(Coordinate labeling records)

::::

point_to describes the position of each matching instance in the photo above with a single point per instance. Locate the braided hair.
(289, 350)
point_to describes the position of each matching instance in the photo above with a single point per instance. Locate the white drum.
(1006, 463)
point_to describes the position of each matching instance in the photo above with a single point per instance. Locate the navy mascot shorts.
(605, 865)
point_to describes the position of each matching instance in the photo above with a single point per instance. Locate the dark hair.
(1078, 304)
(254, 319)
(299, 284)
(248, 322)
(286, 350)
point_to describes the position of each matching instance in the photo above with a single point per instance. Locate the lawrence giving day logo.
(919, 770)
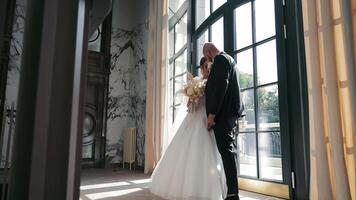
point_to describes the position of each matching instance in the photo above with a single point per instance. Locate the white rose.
(190, 91)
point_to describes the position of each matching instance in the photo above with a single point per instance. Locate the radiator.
(129, 153)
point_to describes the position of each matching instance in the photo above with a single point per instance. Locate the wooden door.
(94, 132)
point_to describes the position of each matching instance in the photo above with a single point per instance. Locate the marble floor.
(118, 184)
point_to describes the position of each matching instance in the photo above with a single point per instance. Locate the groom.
(223, 107)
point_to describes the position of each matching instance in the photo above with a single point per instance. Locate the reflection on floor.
(117, 184)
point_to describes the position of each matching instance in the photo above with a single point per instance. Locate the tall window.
(256, 56)
(250, 34)
(177, 53)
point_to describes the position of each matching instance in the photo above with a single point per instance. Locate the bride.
(191, 168)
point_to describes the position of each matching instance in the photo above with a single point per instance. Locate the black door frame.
(292, 83)
(47, 147)
(7, 12)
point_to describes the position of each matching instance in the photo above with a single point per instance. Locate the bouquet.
(194, 88)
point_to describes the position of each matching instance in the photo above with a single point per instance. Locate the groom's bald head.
(210, 50)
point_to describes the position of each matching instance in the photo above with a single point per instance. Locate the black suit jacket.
(222, 92)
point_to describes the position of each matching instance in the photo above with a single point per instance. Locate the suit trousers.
(225, 135)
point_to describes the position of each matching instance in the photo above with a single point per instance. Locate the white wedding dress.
(191, 168)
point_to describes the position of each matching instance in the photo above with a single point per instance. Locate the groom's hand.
(211, 121)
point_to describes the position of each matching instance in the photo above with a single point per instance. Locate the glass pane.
(247, 123)
(171, 43)
(267, 63)
(170, 70)
(243, 26)
(268, 108)
(178, 84)
(247, 155)
(202, 11)
(269, 145)
(200, 43)
(217, 34)
(181, 64)
(171, 92)
(174, 6)
(244, 61)
(87, 151)
(95, 40)
(181, 33)
(217, 4)
(265, 20)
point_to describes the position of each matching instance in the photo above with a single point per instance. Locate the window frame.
(172, 22)
(227, 12)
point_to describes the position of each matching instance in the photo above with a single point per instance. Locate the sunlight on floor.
(117, 193)
(124, 185)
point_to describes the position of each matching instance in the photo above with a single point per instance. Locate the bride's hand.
(190, 101)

::::

Task description
Update all the records above by changing every "Locate" to "Find" and leaving everything else unchanged. Omit the pictures from your answer.

Complete response
point_to describes the position of each matching instance in the photo above with a single point per instance. Find the braided hair.
(289, 350)
point_to describes the position of each matching instance in the photo above with a single point per instance. Find the white drum.
(1006, 463)
point_to describes the position of each matching instance in the photo above with a single point per instance. Find the navy mascot shorts.
(605, 865)
point_to describes the position of each matching instance in the photo above with a single point per instance. Find the dark hair.
(1078, 304)
(254, 319)
(299, 284)
(248, 322)
(286, 350)
point_to describes the position of each matching instance in the photo above with a single point per instance. Find the lawrence giving day logo.
(919, 770)
point_to describes the position of each matching instance in the photo above with a single point per instance. Find the white rose.
(190, 91)
point_to describes the position of each matching instance in the photo above with a single point per instance. Find the radiator.
(129, 153)
point_to describes the position of each matching instance in the photo above with a single point per instance. Find the wooden door.
(94, 132)
point_to describes the position of each matching instance in the photo above with a single point per instance. Find the marble floor.
(118, 184)
point_to describes the position of each matching instance in the photo above with a single point per instance. Find the groom.
(223, 107)
point_to describes the position of each matching instance in the photo above with a single point per instance. Find the reflection on floor.
(117, 184)
point_to describes the position of each matching instance in the photo above with a single point per instance. Find the tall window.
(256, 56)
(250, 34)
(177, 53)
point_to describes the position of each matching instance in the photo above with a single point per instance. Find the bride.
(191, 168)
point_to describes the position of each matching instance in the photo above with a single point per instance. Find the black door frame.
(292, 83)
(47, 147)
(7, 12)
point_to describes the position of each matching instance in the photo above with a single point per instance. Find the bouquet.
(194, 88)
point_to describes the position of each matching instance in the photo above with a single point per instance. Find the groom's bald head.
(210, 50)
point_to describes the position of each matching instance in the photo above with a single point per instance. Find the black suit jacket.
(222, 92)
point_to describes the position of each matching instance in the photo above with a single point per instance. Find the suit trousers.
(225, 135)
point_to describes the position of each matching instance in the photo above with a single point per instance. Find the white wedding dress.
(191, 168)
point_to describes the position of each matching instance in the photo above with a single point per instance. Find the groom's hand.
(211, 121)
point_to describes the position of each matching instance in the photo above with a single point per instance. Find the glass pane.
(247, 123)
(171, 43)
(267, 63)
(170, 70)
(243, 26)
(268, 108)
(178, 84)
(247, 155)
(202, 11)
(269, 145)
(200, 43)
(217, 34)
(181, 64)
(171, 92)
(174, 6)
(244, 61)
(87, 151)
(95, 40)
(181, 33)
(217, 4)
(265, 20)
point_to describes the position of each matching instance in the photo above with a single point per instance. Find the window frame.
(172, 22)
(227, 12)
point_to describes the position of each matching instance in the photo above with a single point per instance. Find the sunlight on floor.
(117, 193)
(124, 185)
point_to describes the position of each matching instance in the photo above with a single point per instance. Find the bride's hand.
(190, 101)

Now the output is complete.